Let’s Get Digital! A look at UCB’s digital transformation in R&D
Around the world, technology is changing how patients experience healthcare, how healthcare professionals practice medicine, and how pharmaceutical companies like ours conduct research and provide medicines to those who need them. Research and development is at the very heart of what we do here at UCB, and we are amplifying the power of scientific innovation through digitalisation to create sustainable value, ensuring that patients get the solutions they need and can live the lives they choose.
Creating patient value in a digital age
At UCB, our central mission is to deliver value for people living with severe immunological and neurological diseases now and into the future. To do this, we've recognised that leveraging digital technology throughout the business is not just a choice but a necessity; it allows us to think outside the box and create transformative projects that meet patients where they are. Our Digital Care Transformation (DCTx) approach aims to use data and technology with purpose throughout the whole value chain, for both drug and non-drug solutions, as we know patient value extends beyond the molecule.
Today’s patients consider themselves as active participants in their care journey; they are increasingly demanding more personalised and convenient healthcare solutions. To meet these demands, we’re creating digital initiatives that unlock holistic, personal and efficient value – generating value for patients from more than just drugs.
Embracing digital business transformation to accelerate solutions
UCB is making strides through digital business transformation to boost the efficiency and effectiveness of our operations, creating new – or modifying existing – processes and tools to deliver additional value for patients and stakeholders.
Discovery
In drug discovery, we’re implementing digital business transformation initiatives with the aim of increasing the speed at which we deliver solutions to patients. The UCB Moonshot effort, developed in partnership with PostEra – a start-up biotech company that maps routes for drug synthesis using AI algorithms – is working to test and refine crowdsourced drug designs, sourced from medicinal chemists, to develop an anti-viral treatment for COVID-19.
The initiative is not only providing better research data-driven insights to fast-track the discovery of therapeutic molecules and improve patient journeys, but also helping to find “pockets” that may not have been seen before and re-envision “undruggable targets”.
Efficiency
The last decade has introduced new computational methods which increase the cost-effectiveness and efficiency in the pharmaceutical industry. The digitalisation of patient records and clinical trials, the advent of cloud computing, the growth of wearable devices and the medical Internet of Things (mIoT) has transformed clinical development with an explosion of data.

■ ■ ■ ■

> _PROBLEMS TO WORK ON_:
1: Reproduce the UCB digital R&D article word for word from "Today’s patients consider" up to and including "patients and stakeholders.".
2: Extend the UCB digital R&D article, picking up right after its final sentence.

■ ■ ■ ■

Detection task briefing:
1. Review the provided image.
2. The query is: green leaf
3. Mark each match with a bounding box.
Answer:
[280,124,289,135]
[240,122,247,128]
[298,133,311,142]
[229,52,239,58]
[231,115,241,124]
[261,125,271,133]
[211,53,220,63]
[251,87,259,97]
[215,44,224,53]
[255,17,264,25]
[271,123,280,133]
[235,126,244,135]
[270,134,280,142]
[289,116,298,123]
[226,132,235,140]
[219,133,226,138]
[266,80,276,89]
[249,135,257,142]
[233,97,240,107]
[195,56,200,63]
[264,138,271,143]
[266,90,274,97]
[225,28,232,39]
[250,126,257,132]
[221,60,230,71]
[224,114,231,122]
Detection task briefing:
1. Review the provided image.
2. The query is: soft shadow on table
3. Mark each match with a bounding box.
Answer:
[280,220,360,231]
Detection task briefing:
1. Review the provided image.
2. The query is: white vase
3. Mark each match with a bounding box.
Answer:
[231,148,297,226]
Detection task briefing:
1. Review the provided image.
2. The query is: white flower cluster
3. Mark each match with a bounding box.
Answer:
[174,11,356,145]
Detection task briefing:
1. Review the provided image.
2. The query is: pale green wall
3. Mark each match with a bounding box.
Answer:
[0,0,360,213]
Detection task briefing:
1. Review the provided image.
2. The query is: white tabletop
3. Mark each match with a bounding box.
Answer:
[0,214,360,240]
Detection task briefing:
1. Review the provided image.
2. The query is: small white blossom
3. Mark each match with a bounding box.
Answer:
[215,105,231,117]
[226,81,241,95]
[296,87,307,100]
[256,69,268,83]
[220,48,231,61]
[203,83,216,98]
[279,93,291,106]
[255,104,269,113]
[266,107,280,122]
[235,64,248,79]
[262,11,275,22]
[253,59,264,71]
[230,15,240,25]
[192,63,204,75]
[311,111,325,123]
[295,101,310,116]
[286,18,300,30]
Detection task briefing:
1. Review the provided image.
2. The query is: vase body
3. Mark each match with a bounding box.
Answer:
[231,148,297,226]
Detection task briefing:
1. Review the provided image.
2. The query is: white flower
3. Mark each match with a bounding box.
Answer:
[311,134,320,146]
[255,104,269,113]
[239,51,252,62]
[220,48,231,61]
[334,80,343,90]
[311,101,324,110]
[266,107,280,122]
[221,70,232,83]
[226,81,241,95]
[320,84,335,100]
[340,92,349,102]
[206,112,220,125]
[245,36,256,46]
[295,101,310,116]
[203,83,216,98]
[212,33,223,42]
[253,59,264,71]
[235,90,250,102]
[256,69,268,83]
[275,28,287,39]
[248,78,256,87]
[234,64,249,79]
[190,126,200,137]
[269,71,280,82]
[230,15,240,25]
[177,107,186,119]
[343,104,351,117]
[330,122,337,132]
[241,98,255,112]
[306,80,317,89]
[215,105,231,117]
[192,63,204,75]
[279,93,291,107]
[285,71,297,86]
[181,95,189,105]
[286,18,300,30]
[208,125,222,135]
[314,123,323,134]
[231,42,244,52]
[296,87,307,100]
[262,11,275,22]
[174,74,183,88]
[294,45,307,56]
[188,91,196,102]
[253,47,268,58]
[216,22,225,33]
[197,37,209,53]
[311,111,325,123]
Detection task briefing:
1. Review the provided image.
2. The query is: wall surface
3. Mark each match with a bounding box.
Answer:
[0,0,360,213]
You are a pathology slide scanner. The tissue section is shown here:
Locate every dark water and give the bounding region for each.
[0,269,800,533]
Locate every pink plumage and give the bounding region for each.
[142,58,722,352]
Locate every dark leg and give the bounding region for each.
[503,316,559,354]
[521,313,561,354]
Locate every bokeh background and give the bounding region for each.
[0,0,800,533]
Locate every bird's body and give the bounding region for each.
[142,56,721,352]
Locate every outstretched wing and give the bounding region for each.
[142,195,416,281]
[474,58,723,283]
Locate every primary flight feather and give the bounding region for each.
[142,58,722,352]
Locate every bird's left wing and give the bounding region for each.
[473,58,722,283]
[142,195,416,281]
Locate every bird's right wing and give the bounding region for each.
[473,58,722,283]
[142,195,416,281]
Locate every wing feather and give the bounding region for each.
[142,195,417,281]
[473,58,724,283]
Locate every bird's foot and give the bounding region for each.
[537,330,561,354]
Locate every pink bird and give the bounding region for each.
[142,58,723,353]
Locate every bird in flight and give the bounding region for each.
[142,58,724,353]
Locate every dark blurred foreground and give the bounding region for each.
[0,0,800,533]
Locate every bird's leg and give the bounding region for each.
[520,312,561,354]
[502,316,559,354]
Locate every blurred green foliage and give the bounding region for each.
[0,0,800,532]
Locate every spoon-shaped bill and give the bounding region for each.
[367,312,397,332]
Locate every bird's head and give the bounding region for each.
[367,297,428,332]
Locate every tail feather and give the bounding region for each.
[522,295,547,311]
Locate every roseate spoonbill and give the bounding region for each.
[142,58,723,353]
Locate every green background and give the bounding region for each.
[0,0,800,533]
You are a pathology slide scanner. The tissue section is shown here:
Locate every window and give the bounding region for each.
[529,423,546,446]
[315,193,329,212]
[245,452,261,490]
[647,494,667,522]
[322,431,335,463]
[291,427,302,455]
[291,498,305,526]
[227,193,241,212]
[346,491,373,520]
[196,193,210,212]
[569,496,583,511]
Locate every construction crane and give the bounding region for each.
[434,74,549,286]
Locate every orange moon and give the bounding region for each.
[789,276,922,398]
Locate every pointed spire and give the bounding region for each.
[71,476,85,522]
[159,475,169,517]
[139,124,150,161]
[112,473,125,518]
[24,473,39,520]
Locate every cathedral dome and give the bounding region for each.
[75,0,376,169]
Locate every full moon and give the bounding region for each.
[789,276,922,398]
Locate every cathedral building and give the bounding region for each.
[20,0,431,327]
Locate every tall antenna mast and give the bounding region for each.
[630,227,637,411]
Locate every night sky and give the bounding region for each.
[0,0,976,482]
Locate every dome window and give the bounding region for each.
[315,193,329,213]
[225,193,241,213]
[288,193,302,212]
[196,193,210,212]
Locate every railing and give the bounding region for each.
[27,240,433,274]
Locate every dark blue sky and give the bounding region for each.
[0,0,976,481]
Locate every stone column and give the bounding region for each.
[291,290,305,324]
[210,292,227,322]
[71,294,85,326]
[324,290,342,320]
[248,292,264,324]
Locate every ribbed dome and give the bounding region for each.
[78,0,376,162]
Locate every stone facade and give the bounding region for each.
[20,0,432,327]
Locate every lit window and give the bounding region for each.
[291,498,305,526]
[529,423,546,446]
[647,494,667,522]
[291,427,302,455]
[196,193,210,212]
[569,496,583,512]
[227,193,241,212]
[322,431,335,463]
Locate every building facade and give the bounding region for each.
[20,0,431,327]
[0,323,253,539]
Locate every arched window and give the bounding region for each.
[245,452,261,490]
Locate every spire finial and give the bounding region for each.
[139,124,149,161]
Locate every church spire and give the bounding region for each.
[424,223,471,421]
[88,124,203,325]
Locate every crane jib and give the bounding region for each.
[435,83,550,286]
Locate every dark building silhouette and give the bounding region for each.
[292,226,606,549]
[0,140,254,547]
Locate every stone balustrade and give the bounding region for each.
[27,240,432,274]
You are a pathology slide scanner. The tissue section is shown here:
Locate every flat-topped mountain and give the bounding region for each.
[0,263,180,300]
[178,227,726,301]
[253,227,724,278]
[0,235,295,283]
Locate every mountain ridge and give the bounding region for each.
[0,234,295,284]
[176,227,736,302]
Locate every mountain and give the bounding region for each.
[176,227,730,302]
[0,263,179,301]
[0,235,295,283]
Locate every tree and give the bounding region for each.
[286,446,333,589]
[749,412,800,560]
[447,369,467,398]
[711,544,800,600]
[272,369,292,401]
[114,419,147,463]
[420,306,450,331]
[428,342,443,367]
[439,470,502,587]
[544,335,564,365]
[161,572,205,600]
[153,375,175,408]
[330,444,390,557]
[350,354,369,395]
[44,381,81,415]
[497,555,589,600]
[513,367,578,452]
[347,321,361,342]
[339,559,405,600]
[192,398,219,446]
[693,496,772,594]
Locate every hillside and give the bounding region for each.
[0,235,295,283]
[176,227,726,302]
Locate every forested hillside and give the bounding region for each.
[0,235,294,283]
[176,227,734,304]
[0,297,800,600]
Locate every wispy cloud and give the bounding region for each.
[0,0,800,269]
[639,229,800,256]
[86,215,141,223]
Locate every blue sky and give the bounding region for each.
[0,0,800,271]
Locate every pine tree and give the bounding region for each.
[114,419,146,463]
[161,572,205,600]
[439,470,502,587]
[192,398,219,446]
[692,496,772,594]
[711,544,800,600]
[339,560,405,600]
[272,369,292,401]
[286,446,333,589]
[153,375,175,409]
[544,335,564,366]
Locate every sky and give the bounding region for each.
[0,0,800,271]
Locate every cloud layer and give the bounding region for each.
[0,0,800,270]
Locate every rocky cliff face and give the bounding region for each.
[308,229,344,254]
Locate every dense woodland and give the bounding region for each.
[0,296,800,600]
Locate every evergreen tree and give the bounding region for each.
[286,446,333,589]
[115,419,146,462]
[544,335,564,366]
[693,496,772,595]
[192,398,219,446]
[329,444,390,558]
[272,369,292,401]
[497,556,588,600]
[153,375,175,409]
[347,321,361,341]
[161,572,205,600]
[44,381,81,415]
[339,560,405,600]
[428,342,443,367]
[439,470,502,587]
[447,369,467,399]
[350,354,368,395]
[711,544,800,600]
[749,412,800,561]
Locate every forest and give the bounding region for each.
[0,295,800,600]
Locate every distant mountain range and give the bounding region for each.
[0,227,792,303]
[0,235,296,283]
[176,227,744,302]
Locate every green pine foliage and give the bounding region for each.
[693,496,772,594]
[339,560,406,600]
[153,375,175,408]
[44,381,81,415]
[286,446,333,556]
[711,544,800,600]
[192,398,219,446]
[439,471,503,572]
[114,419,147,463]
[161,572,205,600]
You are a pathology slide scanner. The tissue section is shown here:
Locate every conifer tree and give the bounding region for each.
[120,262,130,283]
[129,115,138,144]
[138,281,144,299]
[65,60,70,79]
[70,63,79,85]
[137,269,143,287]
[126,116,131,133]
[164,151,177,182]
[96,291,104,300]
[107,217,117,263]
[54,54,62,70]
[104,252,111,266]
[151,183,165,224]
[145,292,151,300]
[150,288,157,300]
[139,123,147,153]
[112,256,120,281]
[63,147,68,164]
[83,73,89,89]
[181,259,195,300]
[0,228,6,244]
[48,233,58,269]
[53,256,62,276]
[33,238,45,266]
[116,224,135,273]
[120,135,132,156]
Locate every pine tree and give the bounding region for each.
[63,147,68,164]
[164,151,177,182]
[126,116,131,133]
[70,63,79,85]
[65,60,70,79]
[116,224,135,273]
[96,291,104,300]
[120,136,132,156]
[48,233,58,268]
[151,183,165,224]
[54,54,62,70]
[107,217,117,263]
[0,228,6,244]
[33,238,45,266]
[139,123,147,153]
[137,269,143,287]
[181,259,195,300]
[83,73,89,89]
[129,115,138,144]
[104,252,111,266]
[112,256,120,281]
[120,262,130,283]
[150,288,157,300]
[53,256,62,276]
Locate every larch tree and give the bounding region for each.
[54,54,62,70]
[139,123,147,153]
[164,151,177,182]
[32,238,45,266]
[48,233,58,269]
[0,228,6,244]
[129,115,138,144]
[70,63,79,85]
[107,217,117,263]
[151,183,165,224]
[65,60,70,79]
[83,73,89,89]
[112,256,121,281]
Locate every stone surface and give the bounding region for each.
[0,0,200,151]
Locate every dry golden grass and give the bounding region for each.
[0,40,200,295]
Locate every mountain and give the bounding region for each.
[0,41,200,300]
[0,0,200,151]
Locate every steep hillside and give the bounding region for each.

■ ■ ■ ■

> _WRITTEN ANSWERS_:
1:
Today’s patients consider themselves as active participants in their care journey; they are increasingly demanding more personalised and convenient healthcare solutions. To meet these demands, we’re creating digital initiatives that unlock holistic, personal and efficient value – generating value for patients from more than just drugs.
Embracing digital business transformation to accelerate solutions
UCB is making strides through digital business transformation to boost the efficiency and effectiveness of our operations, creating new – or modifying existing – processes and tools to deliver additional value for patients and stakeholders.

2:
In development phase, our Statistical Science & Innovation group at UCB, recently filed a patent application centred around an improved machine learning method. The application has been designed to search through a large hypothesis space to identify the most valuable pieces of information and allows AI to predict an outcome or provide decision guidance. This innovation has already been used to inform patient stratification, clinical trial design and precision medicine approaches for Parkinson’s disease and epilepsy.
Being Data-Enabled
At UCB we use data analysis to answer questions and inform better decisions on behalf of patients and caregivers, which has had a tremendous impact on how we work, as well as how efficiently we can deliver results. For example, the use of analytics and machine learning throughout our drug discovery, development, and innovation processes means we can optimise the way clinical trials are designed. This includes patient selection, automated analysis of trial data and enhanced logistics operations. All this work is expanding, allowing UCB to build a platform to maximise the value of our data for patients.
Connected
Collaboration is an important component of innovation and scientific breakthroughs within UCB, which is why we partnered with several of the top digital health companies in 2021.
One key example is our partnership with Microsoft, which combines our deep knowledge in bioscience with Microsoft’s unmatched expertise in computer science and artificial intelligence (AI) to reinvent how we create new medicines. The ambition is to establish a 360° data-enabled view of patient populations to discover and develop medicines faster for people living with severe diseases. This collaboration opportunity with Microsoft will provide AI technology to work alongside UCB’s scientists and data specialists, to break boundaries and allow UCB to discover new correlations and patterns critical to finding innovative and highly individualized medicines.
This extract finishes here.